Input records
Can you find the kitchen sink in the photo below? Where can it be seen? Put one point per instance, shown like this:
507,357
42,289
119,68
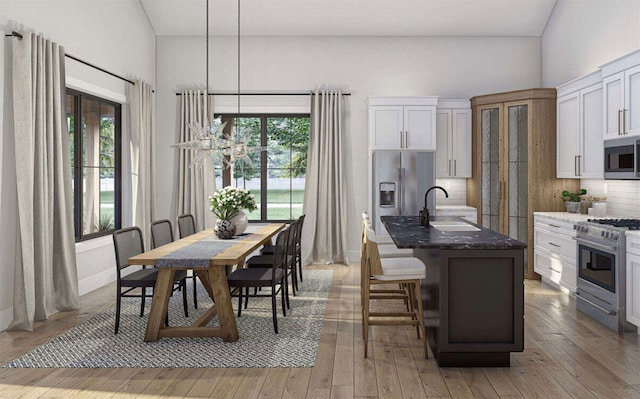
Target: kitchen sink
453,226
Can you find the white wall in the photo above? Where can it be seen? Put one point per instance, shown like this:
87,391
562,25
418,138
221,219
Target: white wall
454,67
114,35
581,36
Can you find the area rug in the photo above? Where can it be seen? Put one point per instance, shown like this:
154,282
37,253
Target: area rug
94,345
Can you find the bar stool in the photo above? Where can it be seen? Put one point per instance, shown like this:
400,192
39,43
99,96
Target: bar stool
404,271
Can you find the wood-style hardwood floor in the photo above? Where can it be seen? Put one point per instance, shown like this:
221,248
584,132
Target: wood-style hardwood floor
567,356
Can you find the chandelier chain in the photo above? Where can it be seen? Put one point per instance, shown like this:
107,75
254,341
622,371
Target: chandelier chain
238,57
206,91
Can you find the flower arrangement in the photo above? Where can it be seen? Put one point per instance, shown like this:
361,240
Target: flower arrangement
227,202
573,197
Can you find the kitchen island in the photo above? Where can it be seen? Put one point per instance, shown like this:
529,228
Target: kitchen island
473,294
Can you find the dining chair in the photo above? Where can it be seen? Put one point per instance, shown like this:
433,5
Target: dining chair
274,276
187,227
408,272
296,250
127,243
290,259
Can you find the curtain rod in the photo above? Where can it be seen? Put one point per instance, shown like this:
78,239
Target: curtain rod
19,36
275,93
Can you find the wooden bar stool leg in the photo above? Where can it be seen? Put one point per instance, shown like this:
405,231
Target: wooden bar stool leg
421,318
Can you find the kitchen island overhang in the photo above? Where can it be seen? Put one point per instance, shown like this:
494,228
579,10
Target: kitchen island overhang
473,294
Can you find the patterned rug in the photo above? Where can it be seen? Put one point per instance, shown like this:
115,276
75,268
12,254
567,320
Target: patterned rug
94,345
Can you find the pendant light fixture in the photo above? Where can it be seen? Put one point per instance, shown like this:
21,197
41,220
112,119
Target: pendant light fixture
209,141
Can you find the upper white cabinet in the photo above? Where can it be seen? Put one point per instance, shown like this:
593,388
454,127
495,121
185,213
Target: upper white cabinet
621,95
579,132
453,139
402,123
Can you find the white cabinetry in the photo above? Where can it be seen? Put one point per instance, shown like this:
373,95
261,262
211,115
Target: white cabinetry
633,279
555,252
579,134
621,96
402,123
453,139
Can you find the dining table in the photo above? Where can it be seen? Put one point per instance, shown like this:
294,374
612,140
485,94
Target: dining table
208,257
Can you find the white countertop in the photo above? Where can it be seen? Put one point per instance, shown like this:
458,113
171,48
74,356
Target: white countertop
454,208
565,216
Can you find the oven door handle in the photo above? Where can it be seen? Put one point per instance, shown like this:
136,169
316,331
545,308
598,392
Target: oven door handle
606,248
607,311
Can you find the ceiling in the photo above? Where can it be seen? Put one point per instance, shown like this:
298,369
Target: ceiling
351,17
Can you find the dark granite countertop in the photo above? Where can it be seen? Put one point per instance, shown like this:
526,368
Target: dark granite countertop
407,232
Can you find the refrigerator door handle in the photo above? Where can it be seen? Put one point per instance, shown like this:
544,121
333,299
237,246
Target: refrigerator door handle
401,190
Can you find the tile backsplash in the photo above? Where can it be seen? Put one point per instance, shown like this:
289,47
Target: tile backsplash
623,196
457,189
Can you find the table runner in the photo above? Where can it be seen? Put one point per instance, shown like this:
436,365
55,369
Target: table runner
198,254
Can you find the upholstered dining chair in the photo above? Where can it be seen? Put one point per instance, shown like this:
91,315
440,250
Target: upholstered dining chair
274,276
127,243
296,251
408,272
266,260
187,227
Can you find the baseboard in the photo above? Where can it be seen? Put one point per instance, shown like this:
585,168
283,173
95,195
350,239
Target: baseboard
6,316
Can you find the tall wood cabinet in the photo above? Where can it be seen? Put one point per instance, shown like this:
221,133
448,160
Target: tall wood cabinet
514,163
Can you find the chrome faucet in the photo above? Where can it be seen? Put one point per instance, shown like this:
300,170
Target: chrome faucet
424,213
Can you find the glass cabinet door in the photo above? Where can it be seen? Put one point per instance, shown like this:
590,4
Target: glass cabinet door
490,118
517,169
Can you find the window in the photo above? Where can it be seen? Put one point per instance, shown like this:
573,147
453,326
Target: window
94,134
275,176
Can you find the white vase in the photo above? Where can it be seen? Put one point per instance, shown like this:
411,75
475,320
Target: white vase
241,221
224,229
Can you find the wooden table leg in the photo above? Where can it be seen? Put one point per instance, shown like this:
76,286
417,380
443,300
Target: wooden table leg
159,303
220,288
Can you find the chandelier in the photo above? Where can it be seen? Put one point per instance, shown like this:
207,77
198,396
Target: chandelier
209,140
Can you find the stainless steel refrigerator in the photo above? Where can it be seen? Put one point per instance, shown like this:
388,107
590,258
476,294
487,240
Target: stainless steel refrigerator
400,180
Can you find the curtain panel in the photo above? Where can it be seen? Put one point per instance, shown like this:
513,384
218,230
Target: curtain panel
195,184
324,237
143,152
45,275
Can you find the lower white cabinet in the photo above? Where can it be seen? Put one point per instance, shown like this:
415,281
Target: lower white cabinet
555,252
633,279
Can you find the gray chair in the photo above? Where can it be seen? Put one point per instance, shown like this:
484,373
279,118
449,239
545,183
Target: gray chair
274,276
295,250
127,243
187,227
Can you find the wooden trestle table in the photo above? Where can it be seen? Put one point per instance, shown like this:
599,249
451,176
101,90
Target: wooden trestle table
213,278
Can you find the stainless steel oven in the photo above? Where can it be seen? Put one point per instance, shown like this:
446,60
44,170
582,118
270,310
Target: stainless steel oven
601,285
622,158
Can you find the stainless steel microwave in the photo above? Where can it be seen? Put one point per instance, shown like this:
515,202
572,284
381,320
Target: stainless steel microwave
622,158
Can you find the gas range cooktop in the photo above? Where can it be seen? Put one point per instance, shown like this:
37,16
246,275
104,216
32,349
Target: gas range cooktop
628,224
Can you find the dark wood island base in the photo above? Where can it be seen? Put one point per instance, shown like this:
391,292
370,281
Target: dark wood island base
473,293
474,305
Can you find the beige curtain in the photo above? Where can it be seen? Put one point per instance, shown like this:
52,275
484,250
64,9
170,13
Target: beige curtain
195,184
142,111
45,276
324,236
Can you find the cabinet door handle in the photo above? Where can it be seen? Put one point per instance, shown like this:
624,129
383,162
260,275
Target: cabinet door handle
619,124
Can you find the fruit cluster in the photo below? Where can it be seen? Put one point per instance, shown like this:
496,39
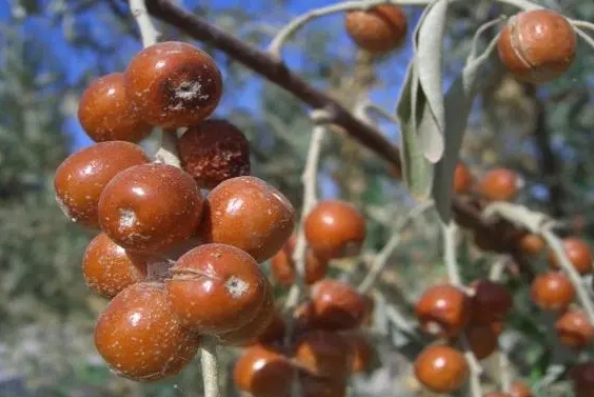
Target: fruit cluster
175,264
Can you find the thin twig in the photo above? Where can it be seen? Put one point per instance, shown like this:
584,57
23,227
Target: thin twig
382,257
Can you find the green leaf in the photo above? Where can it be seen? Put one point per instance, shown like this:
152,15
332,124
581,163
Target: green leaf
458,103
429,58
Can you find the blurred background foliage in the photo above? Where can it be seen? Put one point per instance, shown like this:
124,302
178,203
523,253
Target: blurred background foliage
51,49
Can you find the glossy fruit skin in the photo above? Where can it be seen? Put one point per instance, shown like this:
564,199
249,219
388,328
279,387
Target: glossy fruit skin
582,377
579,254
150,208
325,354
282,265
441,369
108,269
443,310
499,184
552,291
463,179
380,29
249,214
335,229
537,46
217,288
81,178
264,372
336,305
106,113
574,329
173,84
214,151
531,244
491,302
139,337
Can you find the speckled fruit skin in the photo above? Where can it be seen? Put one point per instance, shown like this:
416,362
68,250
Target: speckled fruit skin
107,268
378,30
491,302
582,377
264,372
140,338
337,305
325,354
499,184
249,214
173,84
150,208
537,46
552,291
217,288
441,369
213,152
282,265
106,113
81,178
335,229
579,254
443,310
574,329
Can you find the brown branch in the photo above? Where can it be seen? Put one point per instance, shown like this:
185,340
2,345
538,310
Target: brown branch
276,71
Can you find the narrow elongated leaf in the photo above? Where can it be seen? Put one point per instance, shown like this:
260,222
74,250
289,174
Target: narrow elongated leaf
458,103
429,59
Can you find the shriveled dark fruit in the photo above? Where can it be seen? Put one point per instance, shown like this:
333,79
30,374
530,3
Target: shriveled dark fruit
537,46
140,338
214,151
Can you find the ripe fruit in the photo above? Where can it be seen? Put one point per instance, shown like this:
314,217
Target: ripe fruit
324,354
150,208
531,244
574,329
106,113
500,184
283,266
579,254
140,338
379,29
248,213
81,178
107,268
463,179
336,305
173,84
441,369
552,291
335,229
443,310
491,302
217,288
582,377
264,372
214,151
537,46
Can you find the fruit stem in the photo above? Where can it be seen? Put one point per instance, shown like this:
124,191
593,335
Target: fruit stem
210,367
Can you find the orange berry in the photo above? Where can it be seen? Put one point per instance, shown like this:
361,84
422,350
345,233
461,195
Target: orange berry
537,46
441,369
140,338
81,178
214,151
106,113
335,229
173,84
248,213
150,208
379,29
108,269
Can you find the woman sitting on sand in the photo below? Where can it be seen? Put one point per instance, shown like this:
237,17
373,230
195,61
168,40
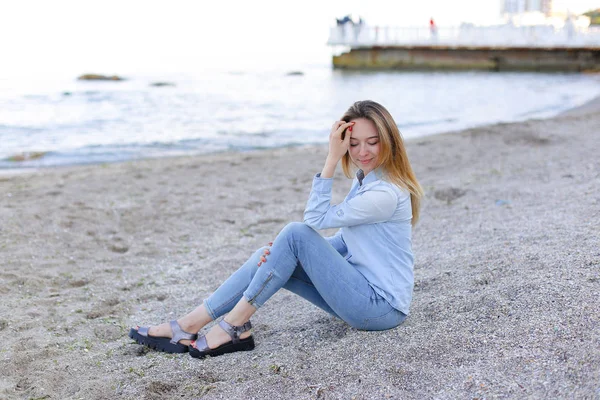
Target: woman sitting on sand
363,274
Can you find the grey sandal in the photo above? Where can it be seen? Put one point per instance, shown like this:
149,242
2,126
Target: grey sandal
167,345
200,348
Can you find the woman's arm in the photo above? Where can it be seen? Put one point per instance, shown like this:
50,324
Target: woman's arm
374,205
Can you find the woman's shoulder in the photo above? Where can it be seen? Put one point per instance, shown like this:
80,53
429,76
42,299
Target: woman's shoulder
384,185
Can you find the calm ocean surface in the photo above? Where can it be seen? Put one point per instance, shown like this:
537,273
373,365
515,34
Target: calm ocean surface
79,122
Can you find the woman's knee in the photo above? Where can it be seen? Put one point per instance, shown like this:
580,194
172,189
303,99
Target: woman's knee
296,228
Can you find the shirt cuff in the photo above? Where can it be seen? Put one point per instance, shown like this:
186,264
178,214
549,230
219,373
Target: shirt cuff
322,185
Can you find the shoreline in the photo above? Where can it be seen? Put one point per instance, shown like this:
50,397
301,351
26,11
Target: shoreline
589,107
506,274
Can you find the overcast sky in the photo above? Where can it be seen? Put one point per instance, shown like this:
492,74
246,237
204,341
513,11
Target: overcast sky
111,36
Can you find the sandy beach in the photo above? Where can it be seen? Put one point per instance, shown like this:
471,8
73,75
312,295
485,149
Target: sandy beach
507,274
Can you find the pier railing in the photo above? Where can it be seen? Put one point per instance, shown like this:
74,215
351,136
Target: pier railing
357,36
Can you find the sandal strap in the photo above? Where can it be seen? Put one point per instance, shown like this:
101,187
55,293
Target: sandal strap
201,344
180,334
234,331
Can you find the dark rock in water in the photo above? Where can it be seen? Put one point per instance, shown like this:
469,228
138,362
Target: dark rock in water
33,155
162,84
95,77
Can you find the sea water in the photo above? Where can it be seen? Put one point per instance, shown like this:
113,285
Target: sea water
69,121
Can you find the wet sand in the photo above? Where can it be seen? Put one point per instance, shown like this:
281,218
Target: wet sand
507,274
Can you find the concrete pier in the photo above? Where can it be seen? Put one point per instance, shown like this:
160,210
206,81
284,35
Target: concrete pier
571,59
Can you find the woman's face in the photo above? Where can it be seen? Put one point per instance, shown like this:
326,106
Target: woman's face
364,145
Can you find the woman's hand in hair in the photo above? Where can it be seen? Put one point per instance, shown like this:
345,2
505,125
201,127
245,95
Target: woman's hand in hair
339,142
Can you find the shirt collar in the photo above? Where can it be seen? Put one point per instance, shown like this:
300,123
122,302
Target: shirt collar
372,176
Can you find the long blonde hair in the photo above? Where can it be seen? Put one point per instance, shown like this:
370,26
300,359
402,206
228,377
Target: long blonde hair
392,152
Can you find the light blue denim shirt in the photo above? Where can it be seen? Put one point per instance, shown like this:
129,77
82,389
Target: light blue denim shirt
375,235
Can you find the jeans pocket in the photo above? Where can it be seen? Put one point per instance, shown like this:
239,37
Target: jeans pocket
391,319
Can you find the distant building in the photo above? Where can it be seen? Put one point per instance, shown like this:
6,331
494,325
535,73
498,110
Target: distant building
512,7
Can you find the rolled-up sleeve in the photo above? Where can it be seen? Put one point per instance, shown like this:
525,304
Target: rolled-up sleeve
374,205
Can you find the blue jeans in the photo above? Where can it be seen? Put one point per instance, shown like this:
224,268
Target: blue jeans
303,262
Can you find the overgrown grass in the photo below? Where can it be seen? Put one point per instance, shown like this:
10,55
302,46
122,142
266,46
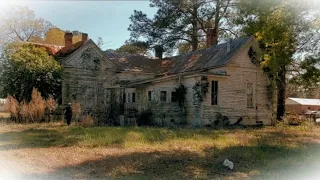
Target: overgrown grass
171,153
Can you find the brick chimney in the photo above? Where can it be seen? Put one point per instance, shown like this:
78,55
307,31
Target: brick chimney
68,39
158,51
84,37
212,38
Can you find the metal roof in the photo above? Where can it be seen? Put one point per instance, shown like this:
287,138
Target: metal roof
303,101
212,57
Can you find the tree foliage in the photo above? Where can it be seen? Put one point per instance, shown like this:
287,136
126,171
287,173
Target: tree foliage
278,26
20,24
308,73
24,67
180,21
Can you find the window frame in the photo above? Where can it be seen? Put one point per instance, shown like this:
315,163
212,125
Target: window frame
248,95
176,99
214,94
149,96
133,97
166,95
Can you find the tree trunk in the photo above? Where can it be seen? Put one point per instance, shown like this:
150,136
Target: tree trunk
216,23
194,36
281,87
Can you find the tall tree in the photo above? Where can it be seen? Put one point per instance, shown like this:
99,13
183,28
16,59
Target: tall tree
24,67
182,21
278,26
20,24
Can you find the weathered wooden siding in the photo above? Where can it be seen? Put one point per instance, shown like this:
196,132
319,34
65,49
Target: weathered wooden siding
168,112
85,78
232,100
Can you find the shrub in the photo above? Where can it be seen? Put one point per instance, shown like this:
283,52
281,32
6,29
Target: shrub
37,106
87,121
221,121
294,119
145,118
12,106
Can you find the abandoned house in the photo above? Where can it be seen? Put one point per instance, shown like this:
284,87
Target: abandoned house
192,88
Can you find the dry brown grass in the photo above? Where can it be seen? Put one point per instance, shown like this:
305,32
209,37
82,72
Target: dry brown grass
87,121
54,151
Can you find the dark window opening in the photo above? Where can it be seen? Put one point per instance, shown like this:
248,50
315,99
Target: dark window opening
133,97
174,96
249,95
214,93
163,96
124,98
149,95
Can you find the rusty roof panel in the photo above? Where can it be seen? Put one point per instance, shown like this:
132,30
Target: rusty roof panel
214,56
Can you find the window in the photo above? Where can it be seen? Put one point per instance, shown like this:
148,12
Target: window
124,97
129,97
249,95
163,96
149,95
173,96
214,93
133,97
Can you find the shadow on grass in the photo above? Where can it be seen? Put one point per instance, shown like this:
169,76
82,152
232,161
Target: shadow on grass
97,136
35,138
266,162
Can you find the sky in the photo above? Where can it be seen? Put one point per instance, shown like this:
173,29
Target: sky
106,19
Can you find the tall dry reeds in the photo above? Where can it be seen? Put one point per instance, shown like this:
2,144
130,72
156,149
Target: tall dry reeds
31,112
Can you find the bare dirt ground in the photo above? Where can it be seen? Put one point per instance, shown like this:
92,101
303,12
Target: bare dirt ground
278,154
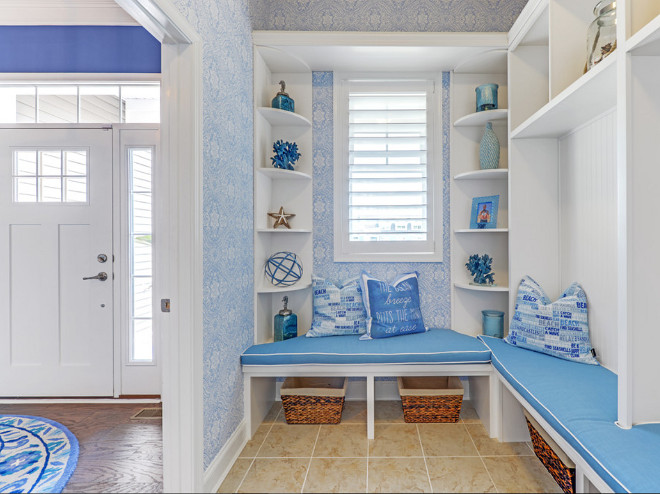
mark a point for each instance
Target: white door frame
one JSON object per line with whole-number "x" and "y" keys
{"x": 178, "y": 178}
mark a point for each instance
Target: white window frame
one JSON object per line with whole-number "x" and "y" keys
{"x": 430, "y": 250}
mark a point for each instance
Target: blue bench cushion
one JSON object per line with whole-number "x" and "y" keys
{"x": 580, "y": 402}
{"x": 435, "y": 346}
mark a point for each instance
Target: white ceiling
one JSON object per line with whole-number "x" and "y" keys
{"x": 64, "y": 12}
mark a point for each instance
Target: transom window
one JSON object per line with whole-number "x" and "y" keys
{"x": 50, "y": 175}
{"x": 80, "y": 103}
{"x": 384, "y": 170}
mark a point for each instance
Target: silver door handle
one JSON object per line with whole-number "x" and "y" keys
{"x": 101, "y": 277}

Required task
No pictures belong in the copy: reproduce exactly the lines above from the one that contains "Can you find the bare" through the last line of the entries.

The output
Can you find the bare dirt ground in the photo above? Where can it be seen? Put one point per instance, shown like this:
92,101
303,12
Target: bare dirt ground
278,154
mark a point for each instance
Target: white door frame
one JSON object per line with whole-number "x" and "y" keys
{"x": 178, "y": 178}
mark a point for each instance
Target: white window frame
one JSON object per line with whole-number "x" and "y" keys
{"x": 430, "y": 250}
mark a point for each instance
Target: blue bench cushion
one JSON object per line with whole-number "x" and "y" keys
{"x": 580, "y": 402}
{"x": 435, "y": 346}
mark a point for each instance
Target: white ceiling
one JSON object per line with whole-number "x" and "y" keys
{"x": 64, "y": 12}
mark a point for each instance
Target: transom window
one JSON object per line with whole-number "x" and "y" keys
{"x": 50, "y": 175}
{"x": 80, "y": 103}
{"x": 384, "y": 170}
mark a point for each instance
Target: silver door handle
one JSON object per line with whole-number "x" and "y" keys
{"x": 101, "y": 277}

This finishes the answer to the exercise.